● **Task requirements**: Rewrite the lines from the one containing "Exercise. Point out the closet" through the last line, substituting "pantry door" for "closet door" and leaving everything else unchanged.

● **Working data**:
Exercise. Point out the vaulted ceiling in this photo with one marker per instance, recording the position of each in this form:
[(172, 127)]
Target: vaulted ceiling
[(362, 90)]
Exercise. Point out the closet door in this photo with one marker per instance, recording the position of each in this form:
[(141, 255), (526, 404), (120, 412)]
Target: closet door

● **Solution to this problem**:
Exercise. Point out the pantry door in this photo with one marker per instance, recording the position of each in this form:
[(141, 255), (526, 404), (120, 412)]
Target: pantry door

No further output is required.